# Travail demandé
Reproduisez intégralement et à l'identique le texte ci-dessous consacré à la résiliation d'un bail commercial.

# Texte extrait
.....

N’encourt pas la résiliation de son bail commercial sur le fondement de l’article L145-41 du Code de commerce, le locataire dont le manquement contractuel n’est pas strictement visé et sanctionné par la clause résiliation anticipée. Nouvelle illustration jurisprudentielle avec l’arrêt du 8 juin 2023, inédit.
SOURCE : Cass. civ 3ème, 8 juin 2023, n°21-19099, Inédit
Le litige soumis à la censure de la Cour de cassation s’inscrit dans une extension de l’occupation d’un bail commercial à des surfaces non louées contractuellement, extension irrégulière qui a conduit le bailleur à faire sommation au locataire d’avoir à libérer les surfaces litigieuses.
Cette sommation s’inscrivait dans le cadre d’un commandement de payer les loyers et les charges visant la clause de résiliation anticipée.

.....

# Données extraites
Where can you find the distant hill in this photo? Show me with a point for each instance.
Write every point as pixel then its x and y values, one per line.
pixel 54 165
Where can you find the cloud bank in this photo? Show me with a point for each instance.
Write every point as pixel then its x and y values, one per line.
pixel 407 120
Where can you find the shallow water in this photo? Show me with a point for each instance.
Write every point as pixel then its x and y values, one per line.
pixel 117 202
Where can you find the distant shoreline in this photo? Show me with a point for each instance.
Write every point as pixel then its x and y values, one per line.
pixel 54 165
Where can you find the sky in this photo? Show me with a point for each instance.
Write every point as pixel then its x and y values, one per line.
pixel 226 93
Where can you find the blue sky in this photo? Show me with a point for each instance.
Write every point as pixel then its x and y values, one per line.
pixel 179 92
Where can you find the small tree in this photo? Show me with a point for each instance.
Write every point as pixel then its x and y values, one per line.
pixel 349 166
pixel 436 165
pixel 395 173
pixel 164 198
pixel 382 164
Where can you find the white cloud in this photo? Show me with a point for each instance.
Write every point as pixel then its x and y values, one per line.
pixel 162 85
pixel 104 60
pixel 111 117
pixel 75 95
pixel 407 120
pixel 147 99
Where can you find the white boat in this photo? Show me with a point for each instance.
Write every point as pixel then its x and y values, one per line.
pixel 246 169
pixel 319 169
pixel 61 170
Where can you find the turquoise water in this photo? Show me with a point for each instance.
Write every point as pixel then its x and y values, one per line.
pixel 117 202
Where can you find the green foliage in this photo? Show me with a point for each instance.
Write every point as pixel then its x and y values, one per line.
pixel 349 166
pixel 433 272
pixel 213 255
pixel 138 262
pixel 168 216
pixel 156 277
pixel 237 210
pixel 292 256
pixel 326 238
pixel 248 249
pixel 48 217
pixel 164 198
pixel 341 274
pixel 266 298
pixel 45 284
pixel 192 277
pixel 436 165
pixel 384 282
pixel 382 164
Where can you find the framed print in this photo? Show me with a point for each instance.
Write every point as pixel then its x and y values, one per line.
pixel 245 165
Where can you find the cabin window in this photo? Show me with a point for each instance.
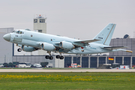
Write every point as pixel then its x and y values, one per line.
pixel 19 32
pixel 40 31
pixel 42 20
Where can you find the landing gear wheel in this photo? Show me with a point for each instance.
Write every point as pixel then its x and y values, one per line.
pixel 19 49
pixel 61 57
pixel 57 56
pixel 47 57
pixel 51 57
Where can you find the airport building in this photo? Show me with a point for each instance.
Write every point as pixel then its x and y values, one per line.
pixel 6 48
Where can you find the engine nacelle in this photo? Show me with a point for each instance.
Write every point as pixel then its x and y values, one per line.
pixel 28 48
pixel 47 46
pixel 66 45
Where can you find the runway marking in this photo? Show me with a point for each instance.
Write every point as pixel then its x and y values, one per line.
pixel 67 70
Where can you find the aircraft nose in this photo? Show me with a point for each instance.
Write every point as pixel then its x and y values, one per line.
pixel 7 37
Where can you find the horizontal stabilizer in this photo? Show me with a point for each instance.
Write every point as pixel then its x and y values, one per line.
pixel 86 41
pixel 114 47
pixel 129 51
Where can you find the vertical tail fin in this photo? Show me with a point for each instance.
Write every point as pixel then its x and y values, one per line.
pixel 106 34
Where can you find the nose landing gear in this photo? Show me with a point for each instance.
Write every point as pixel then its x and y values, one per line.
pixel 59 57
pixel 49 57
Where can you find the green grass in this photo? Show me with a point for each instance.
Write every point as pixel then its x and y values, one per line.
pixel 67 81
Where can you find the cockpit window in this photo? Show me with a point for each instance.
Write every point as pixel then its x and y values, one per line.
pixel 19 32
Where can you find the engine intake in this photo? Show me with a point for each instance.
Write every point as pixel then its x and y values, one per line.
pixel 47 46
pixel 66 45
pixel 28 48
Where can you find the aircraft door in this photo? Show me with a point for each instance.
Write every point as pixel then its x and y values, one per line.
pixel 18 37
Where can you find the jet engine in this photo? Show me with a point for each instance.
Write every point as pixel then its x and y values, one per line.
pixel 47 46
pixel 28 48
pixel 66 45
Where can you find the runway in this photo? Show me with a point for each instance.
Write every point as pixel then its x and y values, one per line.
pixel 67 70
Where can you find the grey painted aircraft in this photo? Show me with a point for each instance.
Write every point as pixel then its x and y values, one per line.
pixel 31 41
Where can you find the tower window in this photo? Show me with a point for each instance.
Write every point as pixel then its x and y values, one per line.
pixel 42 20
pixel 35 20
pixel 40 31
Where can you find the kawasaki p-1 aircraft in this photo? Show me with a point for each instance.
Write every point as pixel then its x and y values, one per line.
pixel 31 41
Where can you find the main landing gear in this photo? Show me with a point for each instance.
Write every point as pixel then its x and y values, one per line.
pixel 59 57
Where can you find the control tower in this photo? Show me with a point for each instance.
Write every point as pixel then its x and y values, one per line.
pixel 39 24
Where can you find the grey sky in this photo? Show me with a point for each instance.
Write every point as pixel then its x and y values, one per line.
pixel 73 18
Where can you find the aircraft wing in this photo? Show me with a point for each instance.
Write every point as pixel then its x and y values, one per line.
pixel 114 47
pixel 86 41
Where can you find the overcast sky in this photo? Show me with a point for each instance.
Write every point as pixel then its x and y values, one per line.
pixel 73 18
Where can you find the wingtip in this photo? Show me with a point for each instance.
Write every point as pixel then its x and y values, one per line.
pixel 129 51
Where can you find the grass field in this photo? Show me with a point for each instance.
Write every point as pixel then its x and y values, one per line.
pixel 67 81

.....

# Solution proposée
N’encourt pas la résiliation de son bail commercial sur le fondement de l’article L145-41 du Code de commerce, le locataire dont le manquement contractuel n’est pas strictement visé et sanctionné par la clause résiliation anticipée. Nouvelle illustration jurisprudentielle avec l’arrêt du 8 juin 2023, inédit.
SOURCE : Cass. civ 3ème, 8 juin 2023, n°21-19099, Inédit
Le litige soumis à la censure de la Cour de cassation s’inscrit dans une extension de l’occupation d’un bail commercial à des surfaces non louées contractuellement, extension irrégulière qui a conduit le bailleur à faire sommation au locataire d’avoir à libérer les surfaces litigieuses.
Cette sommation s’inscrivait dans le cadre d’un commandement de payer les loyers et les charges visant la clause de résiliation anticipée.